* start Source excerpt *

We need to decide where we are going to collect the data. They could be collected by observation of cars passing the school, or of cars parked in a large carpark, or by a survey of students reporting the colour of the car or cars owned by their family. Only one of these ways should be used to avoid doubling counting (or even triple counting!) and each way may or may not represent slightly different general situations. This last point can be raised even at such early stages of development.

Colour of cars is not straightforward, and, unlike the pet example, how to record colours must be worked out before the data are collected in order to obtain consistent data. Although there might be many opinions offered by students, at this early stage of development, some simple classifications could be selected, such as: white; black; grey or silver; all reds, yellows, browns; all blues, greens, purple.

Example C: m&m’s or smarties

The general topic is colour of Smarties (or M&M’s). This is the simplest of the three examples here from the point of view of what to observe. The same type of sweet would be observed (e.g. not peanut ones) and the colours are set by the manufacturer. One decision that is needed is what size packet to buy and whether to look at colours in each packet with a number of different packets or whether just to look at one large number of sweets. However comparing summaries of colours observed over different packets of the same size provides an introduction to concepts of variation over samples − in this case, samples of sweets. In this example, the colours could be recorded separately for each packet and then the data could be combined overall.

General statistical notes for teachers

Each of the above examples demonstrates key statistical aspects of the initial phases of data investigations in illustrating

  • how initial ideas lead to questions to be investigated which then lead to identification of what is to be collected or observed
  • identification of the ‘subjects’ − on what will the data be observed or collected
  • early considerations of what the data represent.

* end Source excerpt *
* start Records *

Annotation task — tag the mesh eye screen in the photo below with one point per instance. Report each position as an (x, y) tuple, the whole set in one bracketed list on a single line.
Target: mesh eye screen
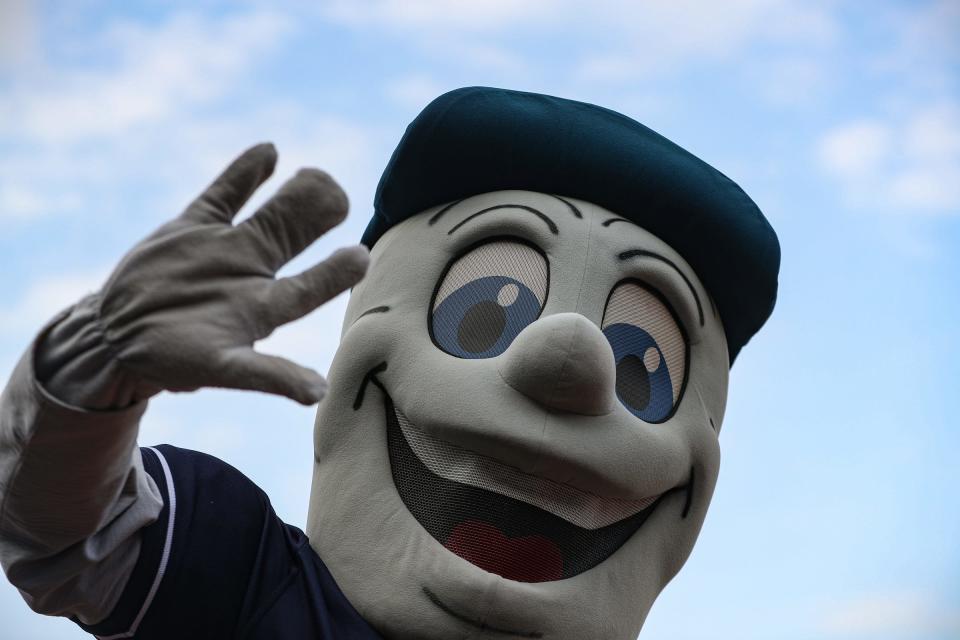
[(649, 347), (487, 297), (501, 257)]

* end Records *
* start Records *

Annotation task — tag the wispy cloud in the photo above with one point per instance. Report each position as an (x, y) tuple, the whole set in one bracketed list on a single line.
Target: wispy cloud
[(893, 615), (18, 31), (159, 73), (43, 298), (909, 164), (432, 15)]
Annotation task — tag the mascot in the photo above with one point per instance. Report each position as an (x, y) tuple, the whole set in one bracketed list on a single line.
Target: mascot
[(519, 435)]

* end Records *
* start Records *

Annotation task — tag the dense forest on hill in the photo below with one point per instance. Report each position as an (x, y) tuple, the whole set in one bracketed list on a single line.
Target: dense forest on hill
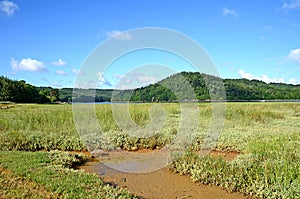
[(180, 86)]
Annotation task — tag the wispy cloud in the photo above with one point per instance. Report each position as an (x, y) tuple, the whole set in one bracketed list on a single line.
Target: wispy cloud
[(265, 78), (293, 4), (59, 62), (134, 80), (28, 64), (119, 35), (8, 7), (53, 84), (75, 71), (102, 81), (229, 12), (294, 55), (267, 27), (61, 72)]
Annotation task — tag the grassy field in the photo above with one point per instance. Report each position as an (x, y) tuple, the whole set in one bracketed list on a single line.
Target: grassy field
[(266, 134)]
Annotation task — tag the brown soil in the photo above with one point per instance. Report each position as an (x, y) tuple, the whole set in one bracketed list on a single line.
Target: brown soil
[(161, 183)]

* end Records *

• Problem set
1. Please quote everything in the classroom data excerpt from "Example C: m&m’s" down to "be combined overall.".
2. For each statement, say yes or no as to whether the classroom data excerpt supports it, and quote the words that decide it. (a) The sweets example is the simplest of the three in terms of what to observe. (b) Car colour data should be gathered in all three suggested ways so the results can be compared. (c) The categories for recording car colours may be settled after the data are collected.

• The answers
1.
Example C: m&m’s or smarties

The general topic is colour of Smarties (or M&M’s). This is the simplest of the three examples here from the point of view of what to observe. The same type of sweet would be observed (e.g. not peanut ones) and the colours are set by the manufacturer. One decision that is needed is what size packet to buy and whether to look at colours in each packet with a number of different packets or whether just to look at one large number of sweets. However comparing summaries of colours observed over different packets of the same size provides an introduction to concepts of variation over samples − in this case, samples of sweets. In this example, the colours could be recorded separately for each packet and then the data could be combined overall.

2.
(a) Yes: "This is the simplest of the three examples here from the point of view of what to observe."
(b) No: "Only one of these ways should be used to avoid doubling counting (or even triple counting!)"
(c) No: "how to record colours must be worked out before the data are collected in order to obtain consistent data."